Timothy A. McKernan II (born July 29, 1989) is an American ice dancer who skates in partnership with Kimberley Hew-Low for Australia. They competed at the 2017 Four Continents Championships. Representing the United States with Piper Gilles, McKernan won one medal on the ISU Junior Grand Prix series and became the 2008 U.S. national junior silver medalist.

Personal life
McKernan was born in York, Pennsylvania. He is an army brat and has lived all over the country. His mother, Vicky, is a lieutenant colonel in the US Army Reserve. His father, Timothy A. McKernan Sr., is a Colonel in the U.S. Army and was deployed to Afghanistan at the time of the 2007 U.S. Championships and to Iraq at the time of the 2008 U.S. Figure Skating Championships.

After graduating from Cheyenne Mountain High School, McKernan attended the University of Colorado at Colorado Springs and then Eastern Michigan University. He graduated in December 2013 with a bachelor's degree in Earth Sciences.

- **Provided material**:
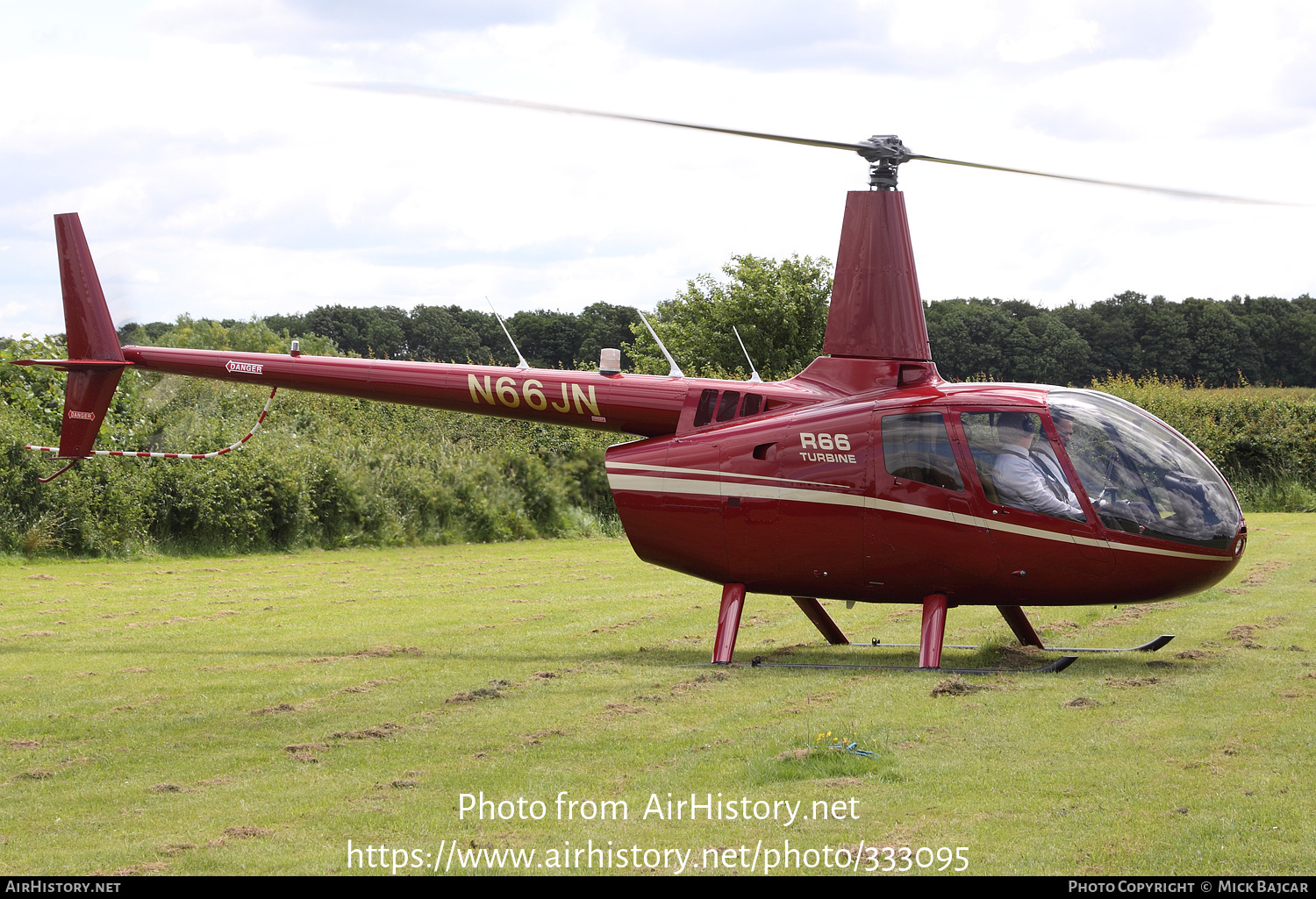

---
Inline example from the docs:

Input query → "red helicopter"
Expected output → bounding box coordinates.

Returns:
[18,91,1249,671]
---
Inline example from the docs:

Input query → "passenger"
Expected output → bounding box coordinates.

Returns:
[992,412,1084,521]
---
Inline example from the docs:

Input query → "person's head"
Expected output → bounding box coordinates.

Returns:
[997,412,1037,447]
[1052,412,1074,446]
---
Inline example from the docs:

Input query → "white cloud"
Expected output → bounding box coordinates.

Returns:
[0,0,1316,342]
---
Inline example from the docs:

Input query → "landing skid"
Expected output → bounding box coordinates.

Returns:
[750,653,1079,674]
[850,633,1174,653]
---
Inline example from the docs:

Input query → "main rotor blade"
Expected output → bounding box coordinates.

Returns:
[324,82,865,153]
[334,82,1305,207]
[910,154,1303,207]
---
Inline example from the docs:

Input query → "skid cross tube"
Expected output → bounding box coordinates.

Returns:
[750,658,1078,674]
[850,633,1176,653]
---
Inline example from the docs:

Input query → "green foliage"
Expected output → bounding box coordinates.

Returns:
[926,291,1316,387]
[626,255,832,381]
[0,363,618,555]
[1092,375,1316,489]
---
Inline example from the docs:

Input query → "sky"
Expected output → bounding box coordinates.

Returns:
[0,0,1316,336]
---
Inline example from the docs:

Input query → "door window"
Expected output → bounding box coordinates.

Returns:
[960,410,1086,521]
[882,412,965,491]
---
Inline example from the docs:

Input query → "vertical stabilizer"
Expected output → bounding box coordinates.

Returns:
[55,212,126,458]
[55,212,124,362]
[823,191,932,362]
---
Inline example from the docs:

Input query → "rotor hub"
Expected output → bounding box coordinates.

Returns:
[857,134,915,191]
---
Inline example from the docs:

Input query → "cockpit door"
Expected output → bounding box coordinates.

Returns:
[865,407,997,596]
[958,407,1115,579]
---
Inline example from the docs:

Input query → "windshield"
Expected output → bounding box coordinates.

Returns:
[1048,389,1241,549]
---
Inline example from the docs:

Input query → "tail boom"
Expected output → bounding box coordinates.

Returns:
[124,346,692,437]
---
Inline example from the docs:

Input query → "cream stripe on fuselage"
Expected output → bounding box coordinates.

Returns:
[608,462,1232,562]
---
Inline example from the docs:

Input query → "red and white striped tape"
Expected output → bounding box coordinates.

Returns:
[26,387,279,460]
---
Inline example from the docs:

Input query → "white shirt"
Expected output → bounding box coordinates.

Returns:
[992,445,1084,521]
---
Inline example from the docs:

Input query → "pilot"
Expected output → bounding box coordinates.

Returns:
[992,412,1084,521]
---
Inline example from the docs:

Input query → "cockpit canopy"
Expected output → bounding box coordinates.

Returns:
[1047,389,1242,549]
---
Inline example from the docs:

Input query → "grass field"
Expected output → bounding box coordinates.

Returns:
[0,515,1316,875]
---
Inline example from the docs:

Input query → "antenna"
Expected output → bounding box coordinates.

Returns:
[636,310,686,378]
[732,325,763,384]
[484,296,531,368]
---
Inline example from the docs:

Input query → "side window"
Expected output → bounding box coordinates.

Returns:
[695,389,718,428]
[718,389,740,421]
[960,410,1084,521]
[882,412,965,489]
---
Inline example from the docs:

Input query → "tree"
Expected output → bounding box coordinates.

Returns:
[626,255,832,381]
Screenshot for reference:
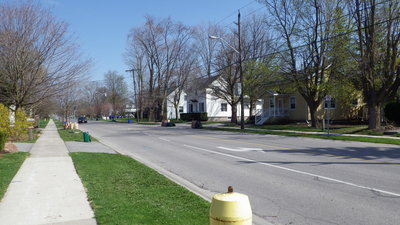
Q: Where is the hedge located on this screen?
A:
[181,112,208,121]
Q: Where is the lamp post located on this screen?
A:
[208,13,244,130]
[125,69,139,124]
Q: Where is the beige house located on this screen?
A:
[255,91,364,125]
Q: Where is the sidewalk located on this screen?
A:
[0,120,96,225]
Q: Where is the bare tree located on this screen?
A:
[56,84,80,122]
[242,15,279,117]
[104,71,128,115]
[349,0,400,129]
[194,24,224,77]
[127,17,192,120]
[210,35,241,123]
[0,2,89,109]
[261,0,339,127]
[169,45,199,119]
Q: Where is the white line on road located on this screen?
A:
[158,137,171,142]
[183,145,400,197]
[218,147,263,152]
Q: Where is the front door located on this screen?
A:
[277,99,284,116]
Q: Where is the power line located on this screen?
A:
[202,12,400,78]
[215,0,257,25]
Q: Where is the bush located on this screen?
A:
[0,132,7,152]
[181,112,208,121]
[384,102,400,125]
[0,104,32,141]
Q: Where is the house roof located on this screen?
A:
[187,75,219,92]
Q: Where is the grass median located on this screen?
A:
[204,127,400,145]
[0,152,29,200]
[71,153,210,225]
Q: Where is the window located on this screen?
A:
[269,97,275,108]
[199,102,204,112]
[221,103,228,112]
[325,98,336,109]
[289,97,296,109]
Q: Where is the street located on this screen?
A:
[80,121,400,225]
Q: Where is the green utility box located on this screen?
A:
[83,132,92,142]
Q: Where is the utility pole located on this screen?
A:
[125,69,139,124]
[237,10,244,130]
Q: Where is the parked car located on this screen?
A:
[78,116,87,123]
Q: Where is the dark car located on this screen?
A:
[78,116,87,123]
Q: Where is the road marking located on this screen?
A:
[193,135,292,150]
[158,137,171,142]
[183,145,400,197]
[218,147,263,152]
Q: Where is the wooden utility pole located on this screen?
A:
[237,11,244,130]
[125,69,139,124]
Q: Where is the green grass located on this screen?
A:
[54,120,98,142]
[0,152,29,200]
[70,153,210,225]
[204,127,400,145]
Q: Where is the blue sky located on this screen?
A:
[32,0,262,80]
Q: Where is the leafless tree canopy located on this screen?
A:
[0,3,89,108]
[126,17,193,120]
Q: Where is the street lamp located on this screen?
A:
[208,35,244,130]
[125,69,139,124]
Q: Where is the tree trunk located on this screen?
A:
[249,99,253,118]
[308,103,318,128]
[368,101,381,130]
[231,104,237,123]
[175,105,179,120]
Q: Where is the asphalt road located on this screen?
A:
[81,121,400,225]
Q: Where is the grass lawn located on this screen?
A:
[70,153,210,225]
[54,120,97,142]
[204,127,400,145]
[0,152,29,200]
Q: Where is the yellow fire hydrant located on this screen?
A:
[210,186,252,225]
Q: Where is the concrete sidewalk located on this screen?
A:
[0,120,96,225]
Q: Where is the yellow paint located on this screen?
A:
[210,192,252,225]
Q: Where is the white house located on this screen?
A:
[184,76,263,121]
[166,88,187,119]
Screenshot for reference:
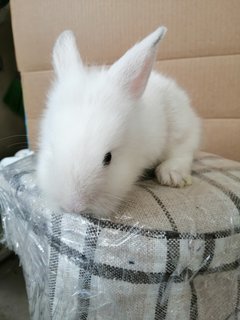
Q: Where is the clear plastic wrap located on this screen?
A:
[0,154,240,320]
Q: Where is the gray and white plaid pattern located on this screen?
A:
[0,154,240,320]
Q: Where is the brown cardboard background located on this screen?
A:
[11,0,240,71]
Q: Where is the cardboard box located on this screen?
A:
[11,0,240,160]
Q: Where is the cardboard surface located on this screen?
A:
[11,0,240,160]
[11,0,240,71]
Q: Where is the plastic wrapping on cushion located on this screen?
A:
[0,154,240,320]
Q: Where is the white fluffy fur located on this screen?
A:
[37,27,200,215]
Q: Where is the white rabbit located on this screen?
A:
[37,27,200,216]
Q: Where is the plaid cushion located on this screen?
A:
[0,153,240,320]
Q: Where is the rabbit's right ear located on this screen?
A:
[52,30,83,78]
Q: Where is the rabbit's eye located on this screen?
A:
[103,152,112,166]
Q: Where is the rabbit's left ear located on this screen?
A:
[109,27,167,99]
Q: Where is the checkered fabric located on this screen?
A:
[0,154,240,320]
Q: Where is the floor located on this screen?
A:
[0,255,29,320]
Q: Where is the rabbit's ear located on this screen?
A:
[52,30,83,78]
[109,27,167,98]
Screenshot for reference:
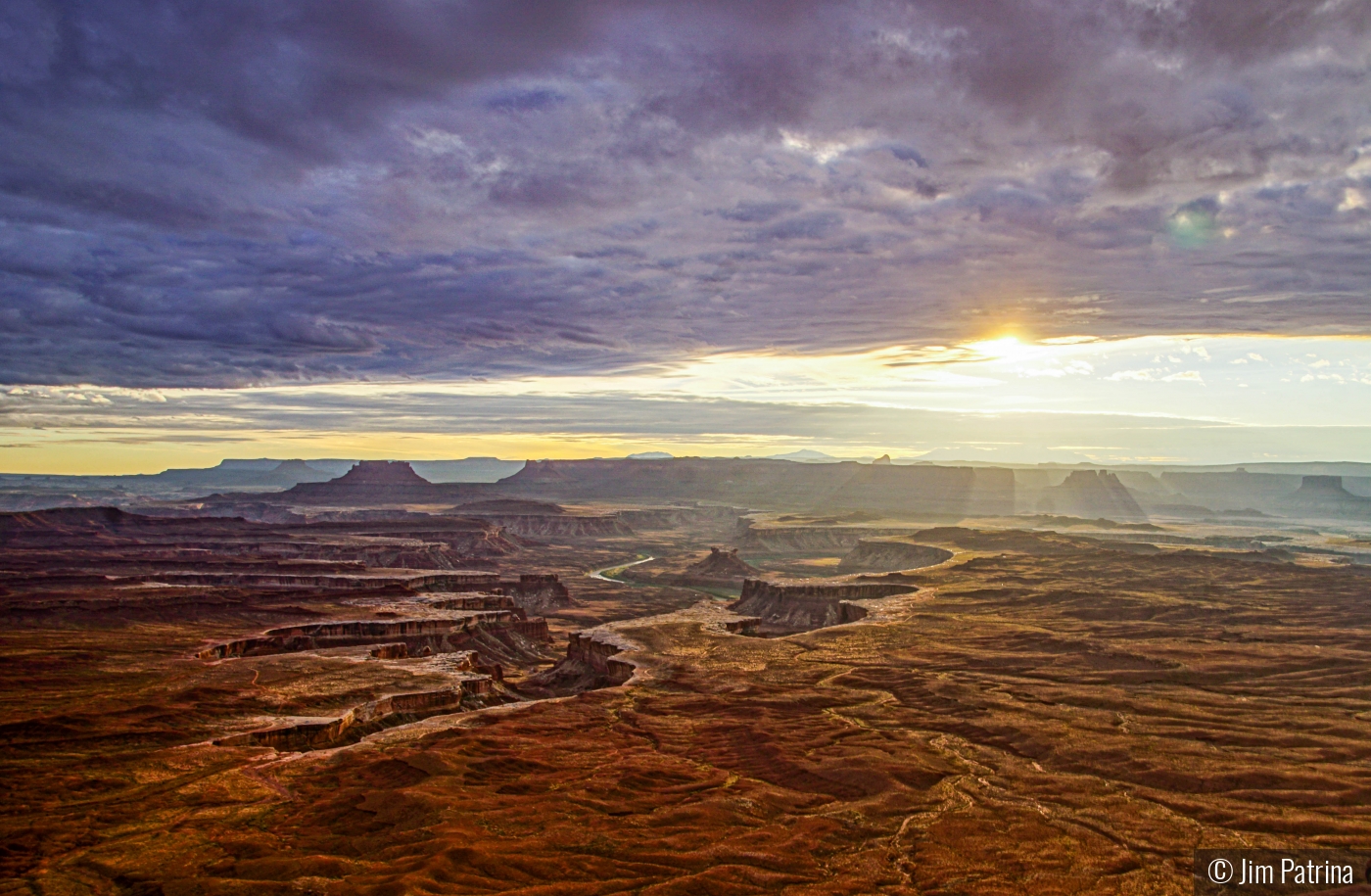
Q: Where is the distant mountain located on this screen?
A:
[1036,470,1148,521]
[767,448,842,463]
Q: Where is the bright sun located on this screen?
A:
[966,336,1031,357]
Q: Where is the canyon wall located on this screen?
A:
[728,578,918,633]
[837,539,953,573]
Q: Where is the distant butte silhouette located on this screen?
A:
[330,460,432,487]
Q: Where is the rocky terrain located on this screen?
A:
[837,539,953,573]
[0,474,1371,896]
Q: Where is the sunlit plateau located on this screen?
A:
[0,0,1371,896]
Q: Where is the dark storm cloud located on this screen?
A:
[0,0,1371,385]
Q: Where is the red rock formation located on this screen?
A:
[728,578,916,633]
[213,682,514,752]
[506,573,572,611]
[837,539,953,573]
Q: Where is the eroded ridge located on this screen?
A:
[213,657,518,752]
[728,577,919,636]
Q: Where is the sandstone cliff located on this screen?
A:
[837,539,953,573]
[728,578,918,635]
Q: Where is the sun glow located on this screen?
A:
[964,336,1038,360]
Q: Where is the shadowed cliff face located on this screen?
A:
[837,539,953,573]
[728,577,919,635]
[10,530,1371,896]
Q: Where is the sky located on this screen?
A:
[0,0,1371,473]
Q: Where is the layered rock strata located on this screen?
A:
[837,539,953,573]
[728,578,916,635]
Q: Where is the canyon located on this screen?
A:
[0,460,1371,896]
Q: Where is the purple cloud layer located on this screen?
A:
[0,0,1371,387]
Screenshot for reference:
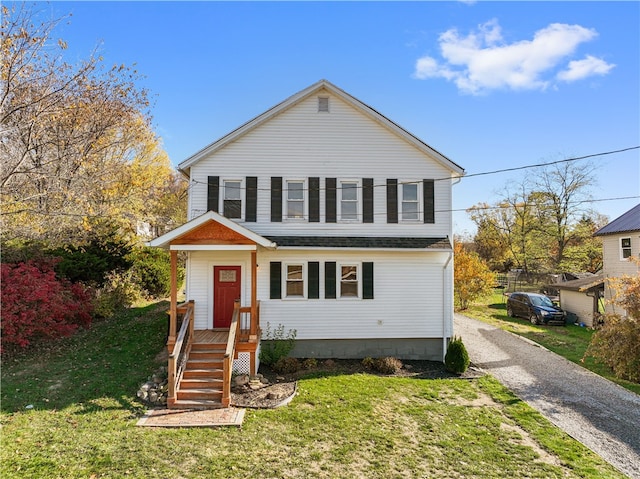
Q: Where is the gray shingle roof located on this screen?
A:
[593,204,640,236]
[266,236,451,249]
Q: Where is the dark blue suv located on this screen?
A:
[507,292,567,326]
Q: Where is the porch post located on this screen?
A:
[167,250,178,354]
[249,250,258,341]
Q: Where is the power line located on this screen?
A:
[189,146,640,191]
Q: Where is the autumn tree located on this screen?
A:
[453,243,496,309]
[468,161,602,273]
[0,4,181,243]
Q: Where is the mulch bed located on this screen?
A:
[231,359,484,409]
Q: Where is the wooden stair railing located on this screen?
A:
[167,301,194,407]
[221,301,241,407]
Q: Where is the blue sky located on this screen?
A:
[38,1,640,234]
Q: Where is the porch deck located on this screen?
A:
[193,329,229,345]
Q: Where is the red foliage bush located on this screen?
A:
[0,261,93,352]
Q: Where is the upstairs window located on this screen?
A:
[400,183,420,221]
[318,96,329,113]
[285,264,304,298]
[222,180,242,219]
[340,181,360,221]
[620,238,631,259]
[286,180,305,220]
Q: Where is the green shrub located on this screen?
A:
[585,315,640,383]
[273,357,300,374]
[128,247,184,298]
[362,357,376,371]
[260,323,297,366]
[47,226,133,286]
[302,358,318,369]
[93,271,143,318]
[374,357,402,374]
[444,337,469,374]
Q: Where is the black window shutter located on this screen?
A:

- **To do**:
1. List every school or university that the McKernan biography says he attended.
2. According to the McKernan biography, where was McKernan born?
3. Translate this sentence from the McKernan biography into Spanish: "He graduated in December 2013 with a bachelor's degree in Earth Sciences."
The lines above are not needed for this work.

- **Solutions to the exercise**:
1. Cheyenne Mountain High School, University of Colorado at Colorado Springs, Eastern Michigan University

2. York, Pennsylvania

3. Se graduó en diciembre de 2013 con una licenciatura en Ciencias de la Tierra.